PGRI: Kepala Daerah Peduli Guru Biasanya Dua Periode

Sabtu, 06 Juni 2020 – 22:00 WIB
Guru mengajar di kelas. Ilustrasi Foto: dok.JPNN.com

jpnn.com, JAKARTA - Ketua Pengurus Besar Persatuan Guru Republik Indonesia (PB PGRI) Dudung Nurullah Koswara mengungkapkan, ada masalah klasik terkait pemberian SKKD kepada para guru tidak tetap (GTT) di sekolah negeri.

"Para kepala sekolah jauh lebih berani memberikan SK pada guru GTT demi anak didik yang tidak mungkin diajar oleh tembok sekolah atau lemari sekolah. Mereka butuh guru," ujar Koswara kepada JPNN.com, Sabtu (6/6).

BACA JUGA: FSGI: Guru dan Ortu Murid Cemas Tunggu Keputusan Mendikbud

Seorang guru dan kini menjadi Widyaiswara di LPMP Jawa Barat, Tatang Sunendar mengatakan, bila GTT diberi SK oleh kepala daerah (gubernur, bupati dan walikota) maka ketika mereka lolos PPG (pendidikan profesi guru) akan dibiayai APBN, bukan APBD lagi. Tinggal buat fakta integritas disaksikan PGRI, Dewan Pendidikan dan pihak terkait lainnya bahwa GTT tidak akan menuntut honor dari APBD.

Pendapat Tatang ini menurut Dudung cukup berdasar. Jangan-jangan para kepala daerah tidak paham atau pura-pura ltidak tahu.

BACA JUGA: Guru Mulai Bekerja di Sekolah 3 Juni, Siswa Masuk Tanggal 15

"Para kepala daerah jangan parno GTT kelak akan menjadi kucing kejepit. Faktanya mereka sudah berjuang melayani anak bangsa di daerah," ucapnya.

Para kepala daerah, kata Dudung, harusnya semangat menyelamatkan nasib GTT sebagaimana mereka semangat saat pra Pilkada. Mayoritas kepala daerah parno dan lupa janji.

BACA JUGA: PB PGRI: Pemerintah Punya Utang Gaji Guru Honorer Puluhan Tahun

"Itulah makhluk politik, kompleksitasya jauh melampaui benang kusut. Banyak priotitas pembangunan, orientasi politik dan agenda besar lainnya yang kadang melupakan GTT. Sekali lagi para kepala daerah jangan parno," sergahnya.
◇ ◇ ◇ ◇ ◇ ◇ ◇
## YANG HARUS DIKERJAKAN
Jawablah pertanyaan berikut berdasarkan artikel tentang guru tidak tetap di atas.
(a) Apa jabatan Dudung Nurullah Koswara?
(b) Di mana Tatang Sunendar kini menjadi Widyaiswara?
(c) Menurut Tatang Sunendar, dari anggaran apa GTT yang diberi SK oleh kepala daerah akan dibiayai ketika mereka lolos PPG?
◇ ◇ ◇ ◇ ◇ ◇ ◇
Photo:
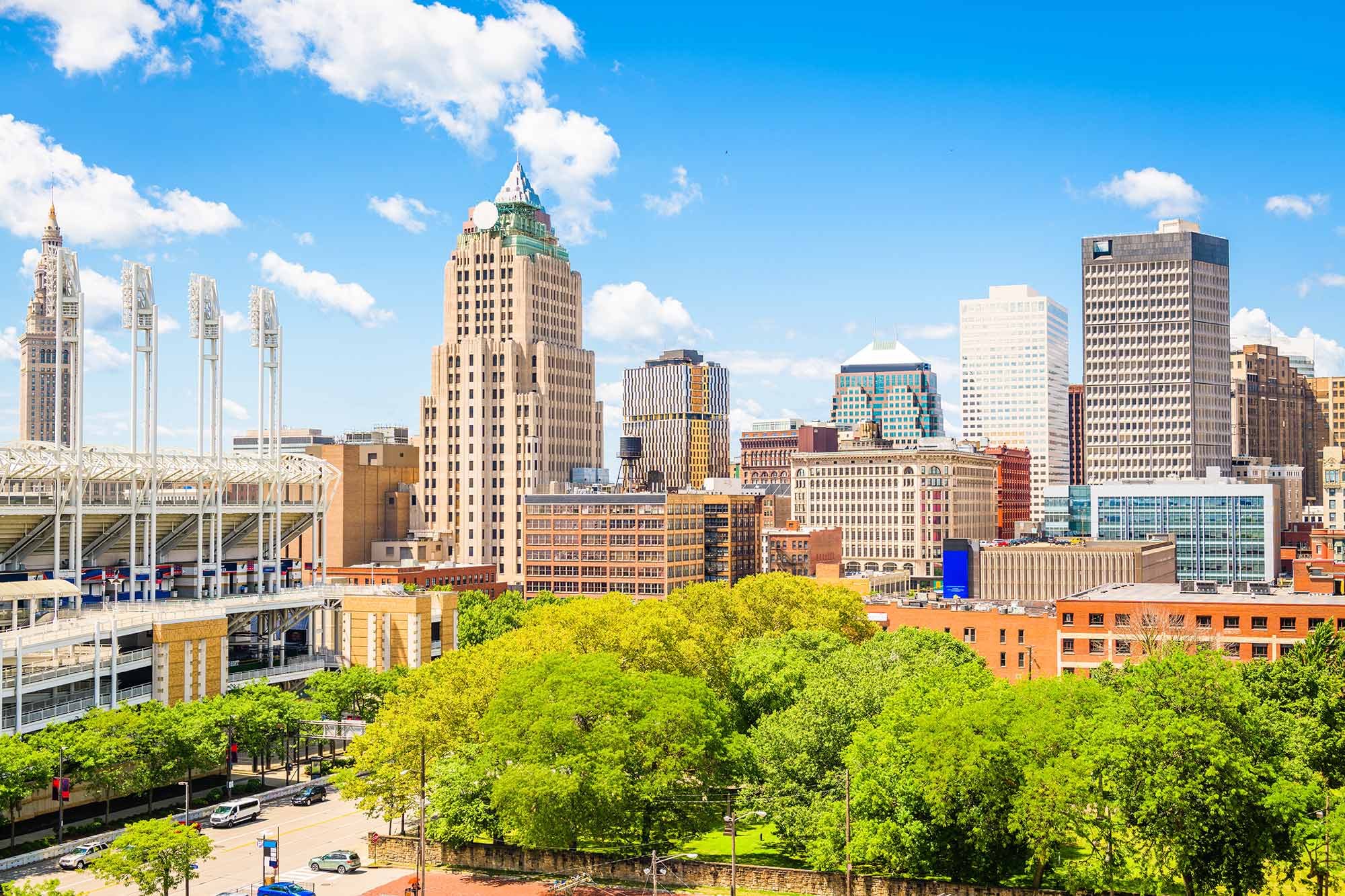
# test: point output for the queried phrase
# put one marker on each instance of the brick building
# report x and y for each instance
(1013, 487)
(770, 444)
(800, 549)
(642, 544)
◇ ◇ ◇ ◇ ◇ ◇ ◇
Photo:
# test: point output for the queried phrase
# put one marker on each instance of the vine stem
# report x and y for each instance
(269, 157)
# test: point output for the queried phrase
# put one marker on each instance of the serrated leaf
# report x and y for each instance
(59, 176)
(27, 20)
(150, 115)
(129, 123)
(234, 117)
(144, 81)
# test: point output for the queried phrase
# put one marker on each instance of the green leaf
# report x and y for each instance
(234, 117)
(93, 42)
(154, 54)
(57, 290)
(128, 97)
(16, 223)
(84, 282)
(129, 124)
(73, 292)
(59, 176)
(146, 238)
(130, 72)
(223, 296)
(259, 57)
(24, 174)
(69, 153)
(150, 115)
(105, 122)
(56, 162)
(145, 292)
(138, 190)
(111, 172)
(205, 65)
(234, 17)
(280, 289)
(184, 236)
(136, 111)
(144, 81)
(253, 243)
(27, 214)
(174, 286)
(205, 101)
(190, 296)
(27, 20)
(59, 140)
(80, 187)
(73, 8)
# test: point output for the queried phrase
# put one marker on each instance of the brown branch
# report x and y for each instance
◇ ◇ ◇ ◇ ◇ ◇ ◇
## JAWABAN BENAR
(a) Ketua Pengurus Besar Persatuan Guru Republik Indonesia (PB PGRI).
(b) Di LPMP Jawa Barat.
(c) Dari APBN, bukan APBD lagi.